→ EXERCISE INSTRUCTIONS:
A) List every activity the Pandas introduction says the package has functions for.
B) According to the Pandas introduction, what is the associated array of data labels in a Series called?
C) Resume the Pandas introduction from its final line of code.

→ SELECTED EXCERPT:

Unleash the Power of Pandas: Making Data Analysis Easier



What is Pandas?

Pandas is a Python package providing fast, flexible, and expressive data structures designed to make working with “relational” or “labeled” data both easy and intuitive. It aims to be the fundamental high-level building block for doing practical, real-world data analysis in Python. It has functions for analyzing, cleaning, exploring, and manipulating data.

 


Pandas Series

A Pandas Series is a one-dimensional array-like object containing a sequence of values (of similar types to NumPy types) of the same type and an associated array of data labels, called its index. The simplest Series is formed from only an array of data. example

import pandas as pd
a = [1, 7, 2]
pd_series= pd.Series(a)
print(pd_series)

→ PROVIDED RECORDS:
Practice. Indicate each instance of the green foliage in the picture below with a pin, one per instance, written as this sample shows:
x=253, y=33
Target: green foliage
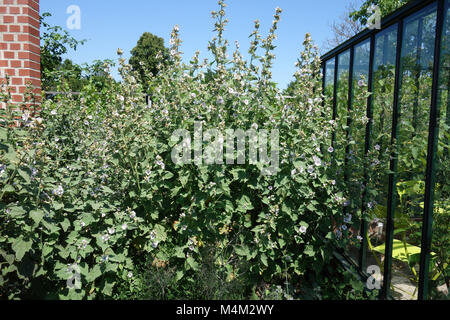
x=88, y=184
x=148, y=57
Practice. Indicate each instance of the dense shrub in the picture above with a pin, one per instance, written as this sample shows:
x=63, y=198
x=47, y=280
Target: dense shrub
x=88, y=184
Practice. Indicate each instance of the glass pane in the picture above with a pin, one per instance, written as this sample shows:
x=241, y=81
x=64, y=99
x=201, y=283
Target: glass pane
x=357, y=133
x=341, y=134
x=419, y=36
x=378, y=156
x=439, y=272
x=342, y=106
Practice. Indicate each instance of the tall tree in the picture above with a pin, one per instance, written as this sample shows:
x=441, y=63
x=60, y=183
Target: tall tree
x=147, y=55
x=55, y=42
x=386, y=7
x=344, y=27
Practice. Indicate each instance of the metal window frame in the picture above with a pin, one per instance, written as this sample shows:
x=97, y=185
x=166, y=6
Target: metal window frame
x=397, y=17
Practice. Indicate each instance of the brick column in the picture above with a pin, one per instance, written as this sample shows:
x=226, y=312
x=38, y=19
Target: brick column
x=20, y=46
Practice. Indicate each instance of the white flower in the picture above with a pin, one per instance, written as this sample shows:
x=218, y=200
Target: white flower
x=317, y=161
x=58, y=191
x=25, y=115
x=348, y=218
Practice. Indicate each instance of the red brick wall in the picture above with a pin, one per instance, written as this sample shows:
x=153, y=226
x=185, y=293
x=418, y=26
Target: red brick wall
x=20, y=46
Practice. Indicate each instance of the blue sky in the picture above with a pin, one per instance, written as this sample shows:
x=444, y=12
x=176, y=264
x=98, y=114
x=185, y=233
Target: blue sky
x=108, y=25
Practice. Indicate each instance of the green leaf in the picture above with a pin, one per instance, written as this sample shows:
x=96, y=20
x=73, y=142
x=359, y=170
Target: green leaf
x=20, y=247
x=65, y=224
x=36, y=215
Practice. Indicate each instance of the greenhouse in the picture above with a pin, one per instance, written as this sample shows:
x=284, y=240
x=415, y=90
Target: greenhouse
x=167, y=173
x=406, y=66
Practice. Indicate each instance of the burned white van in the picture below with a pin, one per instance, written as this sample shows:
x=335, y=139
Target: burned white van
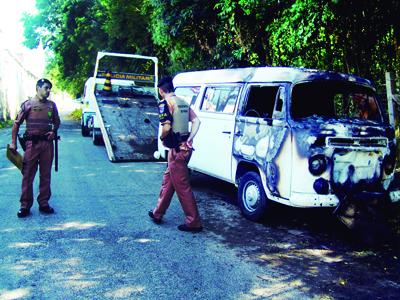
x=304, y=138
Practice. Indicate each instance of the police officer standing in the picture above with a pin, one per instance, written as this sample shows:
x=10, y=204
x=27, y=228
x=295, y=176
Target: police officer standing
x=175, y=115
x=42, y=122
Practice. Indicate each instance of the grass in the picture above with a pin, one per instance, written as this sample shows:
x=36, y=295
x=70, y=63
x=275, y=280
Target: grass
x=5, y=124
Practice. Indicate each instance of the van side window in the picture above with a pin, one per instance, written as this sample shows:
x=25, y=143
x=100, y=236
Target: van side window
x=261, y=101
x=220, y=99
x=189, y=93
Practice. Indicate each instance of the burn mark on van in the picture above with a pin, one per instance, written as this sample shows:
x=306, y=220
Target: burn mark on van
x=356, y=153
x=258, y=142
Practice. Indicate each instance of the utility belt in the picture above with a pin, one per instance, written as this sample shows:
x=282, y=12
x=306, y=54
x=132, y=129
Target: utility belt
x=174, y=139
x=34, y=138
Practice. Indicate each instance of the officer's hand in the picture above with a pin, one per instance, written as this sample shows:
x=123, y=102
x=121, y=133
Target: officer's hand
x=50, y=135
x=189, y=144
x=13, y=147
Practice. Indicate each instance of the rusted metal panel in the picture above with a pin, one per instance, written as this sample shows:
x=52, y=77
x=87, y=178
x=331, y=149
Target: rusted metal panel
x=132, y=126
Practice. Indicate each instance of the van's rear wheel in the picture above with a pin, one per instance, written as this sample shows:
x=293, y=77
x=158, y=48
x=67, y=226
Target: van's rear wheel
x=251, y=197
x=85, y=130
x=96, y=137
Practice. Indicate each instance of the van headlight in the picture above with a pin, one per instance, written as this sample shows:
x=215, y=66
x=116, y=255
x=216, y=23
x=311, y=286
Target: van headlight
x=389, y=163
x=317, y=164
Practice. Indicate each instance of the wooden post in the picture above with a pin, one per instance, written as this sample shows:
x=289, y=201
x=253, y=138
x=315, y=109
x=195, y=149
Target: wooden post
x=389, y=95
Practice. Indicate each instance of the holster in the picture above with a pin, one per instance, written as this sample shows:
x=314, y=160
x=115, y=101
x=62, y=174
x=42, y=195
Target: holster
x=172, y=140
x=22, y=141
x=34, y=138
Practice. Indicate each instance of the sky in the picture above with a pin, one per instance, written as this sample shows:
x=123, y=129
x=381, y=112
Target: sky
x=10, y=24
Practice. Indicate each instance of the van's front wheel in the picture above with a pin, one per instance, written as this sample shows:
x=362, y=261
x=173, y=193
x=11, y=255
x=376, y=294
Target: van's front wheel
x=251, y=197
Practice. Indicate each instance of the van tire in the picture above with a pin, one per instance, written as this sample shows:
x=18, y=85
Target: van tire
x=85, y=130
x=252, y=199
x=96, y=137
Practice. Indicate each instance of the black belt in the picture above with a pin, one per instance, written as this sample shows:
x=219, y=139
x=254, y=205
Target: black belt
x=183, y=137
x=35, y=138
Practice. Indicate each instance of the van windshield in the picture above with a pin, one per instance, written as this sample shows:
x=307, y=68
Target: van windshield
x=124, y=90
x=334, y=100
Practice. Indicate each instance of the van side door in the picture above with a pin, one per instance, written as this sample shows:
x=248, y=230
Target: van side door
x=261, y=134
x=216, y=110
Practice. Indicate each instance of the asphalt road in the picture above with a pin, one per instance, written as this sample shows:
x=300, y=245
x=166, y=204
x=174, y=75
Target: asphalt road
x=101, y=244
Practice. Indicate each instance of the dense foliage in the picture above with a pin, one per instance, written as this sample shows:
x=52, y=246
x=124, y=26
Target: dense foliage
x=352, y=36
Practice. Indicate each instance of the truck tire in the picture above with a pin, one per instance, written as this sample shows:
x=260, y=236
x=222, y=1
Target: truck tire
x=252, y=199
x=85, y=130
x=96, y=137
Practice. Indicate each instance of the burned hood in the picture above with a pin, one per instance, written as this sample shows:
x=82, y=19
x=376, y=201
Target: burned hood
x=314, y=131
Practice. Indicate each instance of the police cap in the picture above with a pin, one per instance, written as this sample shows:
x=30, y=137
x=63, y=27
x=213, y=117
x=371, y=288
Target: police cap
x=166, y=84
x=42, y=81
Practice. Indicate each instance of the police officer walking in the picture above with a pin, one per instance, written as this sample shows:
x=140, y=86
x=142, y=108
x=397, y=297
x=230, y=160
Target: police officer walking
x=175, y=115
x=42, y=122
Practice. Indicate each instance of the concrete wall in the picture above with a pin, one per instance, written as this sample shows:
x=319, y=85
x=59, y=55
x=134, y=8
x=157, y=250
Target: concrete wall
x=19, y=70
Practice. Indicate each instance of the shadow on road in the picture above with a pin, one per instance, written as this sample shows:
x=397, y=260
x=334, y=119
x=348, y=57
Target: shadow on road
x=309, y=249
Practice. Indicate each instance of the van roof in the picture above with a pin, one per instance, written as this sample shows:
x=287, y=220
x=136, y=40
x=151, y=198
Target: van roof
x=263, y=74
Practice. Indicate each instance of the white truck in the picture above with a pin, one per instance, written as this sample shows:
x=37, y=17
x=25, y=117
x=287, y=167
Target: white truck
x=123, y=115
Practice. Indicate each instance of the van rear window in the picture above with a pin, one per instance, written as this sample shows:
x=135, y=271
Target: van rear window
x=220, y=99
x=188, y=93
x=334, y=99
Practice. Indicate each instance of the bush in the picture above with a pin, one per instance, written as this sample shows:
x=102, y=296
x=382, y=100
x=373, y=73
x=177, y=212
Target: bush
x=7, y=123
x=76, y=114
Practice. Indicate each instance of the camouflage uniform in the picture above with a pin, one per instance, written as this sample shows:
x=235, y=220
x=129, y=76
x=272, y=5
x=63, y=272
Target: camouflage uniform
x=41, y=117
x=176, y=177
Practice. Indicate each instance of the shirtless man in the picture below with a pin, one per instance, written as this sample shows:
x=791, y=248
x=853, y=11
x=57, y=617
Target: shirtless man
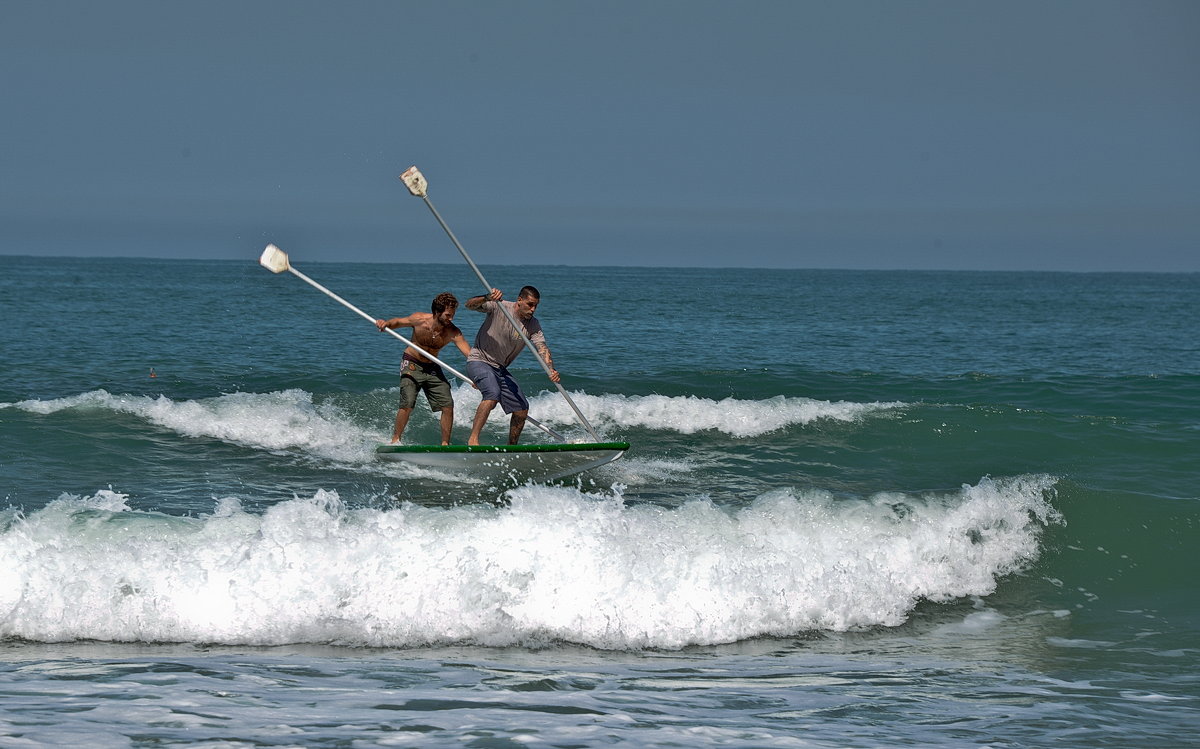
x=431, y=333
x=497, y=345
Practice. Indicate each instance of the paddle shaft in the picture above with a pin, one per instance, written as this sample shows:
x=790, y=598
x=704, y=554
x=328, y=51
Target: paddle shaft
x=519, y=328
x=421, y=351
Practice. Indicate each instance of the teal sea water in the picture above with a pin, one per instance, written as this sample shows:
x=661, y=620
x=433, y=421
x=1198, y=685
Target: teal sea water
x=859, y=509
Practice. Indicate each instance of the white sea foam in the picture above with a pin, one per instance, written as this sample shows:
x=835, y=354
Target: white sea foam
x=553, y=564
x=276, y=421
x=690, y=414
x=293, y=420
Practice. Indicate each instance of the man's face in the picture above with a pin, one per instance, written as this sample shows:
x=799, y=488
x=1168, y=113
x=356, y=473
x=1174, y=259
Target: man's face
x=526, y=307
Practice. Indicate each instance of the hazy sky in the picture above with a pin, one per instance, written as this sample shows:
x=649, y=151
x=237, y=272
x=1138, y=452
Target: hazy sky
x=957, y=135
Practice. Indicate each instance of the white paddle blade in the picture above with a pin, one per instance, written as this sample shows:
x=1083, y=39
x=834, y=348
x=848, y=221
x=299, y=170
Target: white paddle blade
x=274, y=259
x=415, y=181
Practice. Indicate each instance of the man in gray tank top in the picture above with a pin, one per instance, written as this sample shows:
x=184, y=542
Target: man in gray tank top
x=497, y=345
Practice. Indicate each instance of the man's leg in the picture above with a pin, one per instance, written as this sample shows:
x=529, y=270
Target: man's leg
x=401, y=423
x=481, y=413
x=516, y=424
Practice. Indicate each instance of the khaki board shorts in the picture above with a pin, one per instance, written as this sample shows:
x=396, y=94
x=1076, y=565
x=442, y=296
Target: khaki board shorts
x=427, y=377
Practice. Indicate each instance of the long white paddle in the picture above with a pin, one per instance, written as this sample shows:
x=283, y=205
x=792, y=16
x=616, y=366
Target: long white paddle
x=276, y=261
x=417, y=185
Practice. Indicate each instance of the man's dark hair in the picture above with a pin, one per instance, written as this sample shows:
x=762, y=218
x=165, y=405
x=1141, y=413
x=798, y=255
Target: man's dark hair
x=445, y=300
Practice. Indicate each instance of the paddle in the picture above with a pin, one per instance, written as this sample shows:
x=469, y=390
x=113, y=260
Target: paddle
x=417, y=185
x=276, y=261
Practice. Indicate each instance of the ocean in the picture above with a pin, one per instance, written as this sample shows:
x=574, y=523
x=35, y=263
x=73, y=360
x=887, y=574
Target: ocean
x=859, y=509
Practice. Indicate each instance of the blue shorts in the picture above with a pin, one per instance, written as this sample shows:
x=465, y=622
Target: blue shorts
x=496, y=384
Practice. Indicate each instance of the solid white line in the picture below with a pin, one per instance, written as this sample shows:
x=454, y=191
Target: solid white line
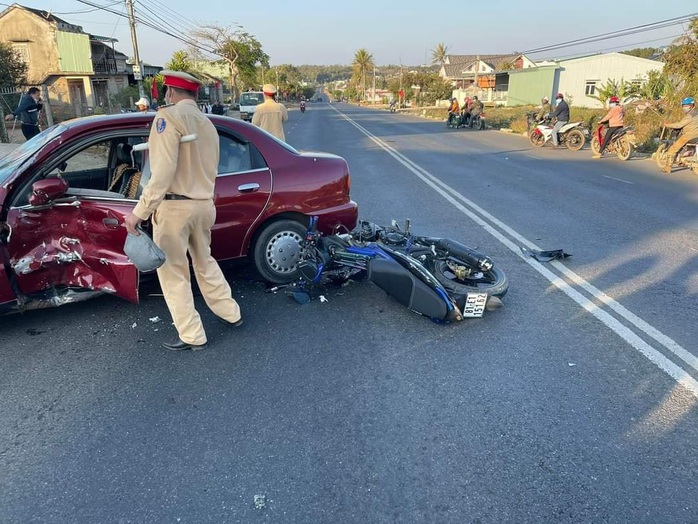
x=618, y=179
x=656, y=357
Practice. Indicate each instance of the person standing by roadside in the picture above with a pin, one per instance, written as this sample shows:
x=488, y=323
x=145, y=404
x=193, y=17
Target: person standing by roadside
x=270, y=115
x=179, y=197
x=689, y=130
x=27, y=112
x=614, y=120
x=562, y=114
x=544, y=110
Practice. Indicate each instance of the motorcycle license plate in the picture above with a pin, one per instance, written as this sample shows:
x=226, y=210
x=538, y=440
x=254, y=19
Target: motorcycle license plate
x=475, y=305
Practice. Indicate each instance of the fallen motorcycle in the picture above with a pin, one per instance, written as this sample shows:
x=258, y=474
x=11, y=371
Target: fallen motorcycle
x=572, y=134
x=687, y=156
x=439, y=278
x=622, y=143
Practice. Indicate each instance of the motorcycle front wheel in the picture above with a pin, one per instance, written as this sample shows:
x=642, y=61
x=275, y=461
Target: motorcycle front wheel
x=575, y=140
x=595, y=145
x=536, y=138
x=624, y=149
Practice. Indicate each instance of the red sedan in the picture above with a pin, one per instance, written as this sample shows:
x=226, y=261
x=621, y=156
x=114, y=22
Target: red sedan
x=65, y=193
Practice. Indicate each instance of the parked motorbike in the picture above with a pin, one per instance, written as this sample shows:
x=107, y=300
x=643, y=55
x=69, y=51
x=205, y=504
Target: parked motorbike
x=439, y=278
x=454, y=120
x=622, y=143
x=477, y=121
x=687, y=155
x=572, y=134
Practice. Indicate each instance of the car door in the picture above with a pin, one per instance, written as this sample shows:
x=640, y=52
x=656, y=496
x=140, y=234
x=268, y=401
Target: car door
x=242, y=192
x=75, y=242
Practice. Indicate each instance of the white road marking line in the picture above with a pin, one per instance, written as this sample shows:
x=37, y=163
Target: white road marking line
x=618, y=179
x=655, y=356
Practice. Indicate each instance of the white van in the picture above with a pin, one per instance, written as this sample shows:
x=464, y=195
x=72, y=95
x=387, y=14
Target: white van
x=249, y=100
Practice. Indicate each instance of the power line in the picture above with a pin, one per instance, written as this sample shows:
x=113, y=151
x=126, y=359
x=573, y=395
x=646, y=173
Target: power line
x=152, y=25
x=625, y=47
x=615, y=34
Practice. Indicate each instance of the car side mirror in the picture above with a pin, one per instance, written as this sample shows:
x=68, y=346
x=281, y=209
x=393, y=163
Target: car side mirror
x=44, y=191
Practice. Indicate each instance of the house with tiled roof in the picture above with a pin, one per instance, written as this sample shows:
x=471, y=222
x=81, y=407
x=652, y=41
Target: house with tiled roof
x=484, y=75
x=79, y=69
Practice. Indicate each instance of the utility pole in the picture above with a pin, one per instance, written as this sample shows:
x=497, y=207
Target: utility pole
x=399, y=102
x=137, y=72
x=374, y=85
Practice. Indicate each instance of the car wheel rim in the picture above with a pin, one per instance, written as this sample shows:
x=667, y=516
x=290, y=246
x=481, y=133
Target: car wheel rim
x=283, y=252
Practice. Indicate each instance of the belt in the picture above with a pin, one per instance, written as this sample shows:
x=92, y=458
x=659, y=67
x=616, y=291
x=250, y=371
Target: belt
x=170, y=196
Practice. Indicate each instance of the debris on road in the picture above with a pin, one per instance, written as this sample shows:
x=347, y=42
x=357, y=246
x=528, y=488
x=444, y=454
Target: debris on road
x=544, y=256
x=260, y=501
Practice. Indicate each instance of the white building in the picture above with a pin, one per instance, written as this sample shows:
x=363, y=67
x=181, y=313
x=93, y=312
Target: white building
x=580, y=77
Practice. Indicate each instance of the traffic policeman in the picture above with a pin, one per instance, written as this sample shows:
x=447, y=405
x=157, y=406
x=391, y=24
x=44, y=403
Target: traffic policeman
x=179, y=198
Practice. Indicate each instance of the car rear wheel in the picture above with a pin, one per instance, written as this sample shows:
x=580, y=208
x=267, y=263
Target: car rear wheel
x=278, y=250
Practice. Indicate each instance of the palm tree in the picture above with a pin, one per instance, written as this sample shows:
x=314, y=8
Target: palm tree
x=363, y=60
x=439, y=53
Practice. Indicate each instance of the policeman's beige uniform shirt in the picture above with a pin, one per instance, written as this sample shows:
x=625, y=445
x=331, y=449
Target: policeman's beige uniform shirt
x=270, y=116
x=187, y=169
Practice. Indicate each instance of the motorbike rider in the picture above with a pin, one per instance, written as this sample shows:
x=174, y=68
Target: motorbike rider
x=544, y=110
x=476, y=108
x=453, y=111
x=562, y=114
x=689, y=130
x=614, y=121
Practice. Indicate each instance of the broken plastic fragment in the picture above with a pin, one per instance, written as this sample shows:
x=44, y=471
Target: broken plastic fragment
x=544, y=256
x=260, y=501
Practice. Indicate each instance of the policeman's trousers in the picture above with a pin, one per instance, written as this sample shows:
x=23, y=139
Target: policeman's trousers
x=181, y=227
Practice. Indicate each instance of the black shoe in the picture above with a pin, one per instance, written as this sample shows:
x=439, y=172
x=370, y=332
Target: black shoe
x=178, y=345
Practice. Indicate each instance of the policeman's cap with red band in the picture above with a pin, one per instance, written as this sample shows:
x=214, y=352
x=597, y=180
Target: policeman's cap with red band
x=181, y=80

→ RESPONSES PER TASK:
A) Analyzing, cleaning, exploring, and manipulating data.

B) Its index.

C)
output:
0 1
1 7
2 2
dtype: int64

If nothing else is specified, the values are labeled with their index number. First value has index 0, second value has index 1 etc. With the index argument, you can name your own labels. example

import pandas as pd
a = [1, 7, 2]
myvar = pd.Series(a, index = ["x", "y", "z"])
print(myvar)
output:
x 1
y 7
z 2
dtype: int64

A Series can be converted back to a dictionary with its to_dict method: example

myvar.to_dict()
Output:
{'x': 1,'y': 7, 'z': 2}

Pandas DataFrames

A Pandas DataFrame is a 2 dimensional data structure, like a 2 dimensional array, or a table with rows and columns. example

import pandas as pd
data = {
"calories": [420, 380, 390],
"duration": [50, 40, 45]
}
#load data into a DataFrame object:
df = pd.DataFrame(data)
print(df) 
Output:
calories duration
0 420 50
1 380 40
2 390 45

As you can see from the result above, the DataFrame is like a table with rows and columns.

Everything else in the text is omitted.